-- Written tasks --
(a) Update the photography module reflection: reproduce everything from "As previously, I’m" down to "experimenting with this.", with "images" replaced by "pictures".
(b) In the photography module reflection, which practitioners are named as inspiring the plan to explore interior spaces?

-- Supplied text --
════════
As previously, I’m confident that the period immediately after assignment submission (which again coincides with another big work thing) will be a productive one, both in terms of the images I’ll be making as well as in terms of putting a clear plan in place to attack the FMP. It arrives too late to be absolutely reflected in the WIP for this module but, as I’ve written elsewhere, I have a much better sense of the images I want to make and how to hopefully create interesting photographs. I will also be bringing people (and possibly also myself) into the work in some way and have only just been able to start experimenting with this. 

Something else that I’m looking forward to exploring further is the internal environment and how this relates to our experiences of solitude. My work has almost exclusively focused on outdoor urban spaces to this point, but reflecting on how people experience solitude and isolation in many hidden or public indoor places (bedrooms, cars, pubs etc.) and inspired by the work of practitioners such as Lynne Cohen and Andrew Emond I am really keen to explore interior spaces and make this an important part of the work moving forward. This actually now feels like a big omission from the project to date, an oversight on my part, and I envisage interiors becoming increasingly integral to telling the story of urban solitude in my FMP.

The work of Andrew Emond, from his Objects of Consequence series 

The work of Andrew Emond, from his Objects of Consequence series 

Despite the misgivings I stated above I do feel I’ve made progress during this module. I’ve continued to write, with more book reviews published and in progress.
════════
-- Supplied data --
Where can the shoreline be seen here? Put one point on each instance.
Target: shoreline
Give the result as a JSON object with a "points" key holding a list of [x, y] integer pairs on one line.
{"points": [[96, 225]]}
════════
-- Expected responses --
(a)
As previously, I’m confident that the period immediately after assignment submission (which again coincides with another big work thing) will be a productive one, both in terms of the pictures I’ll be making as well as in terms of putting a clear plan in place to attack the FMP. It arrives too late to be absolutely reflected in the WIP for this module but, as I’ve written elsewhere, I have a much better sense of the pictures I want to make and how to hopefully create interesting photographs. I will also be bringing people (and possibly also myself) into the work in some way and have only just been able to start experimenting with this.

(b) Lynne Cohen and Andrew Emond.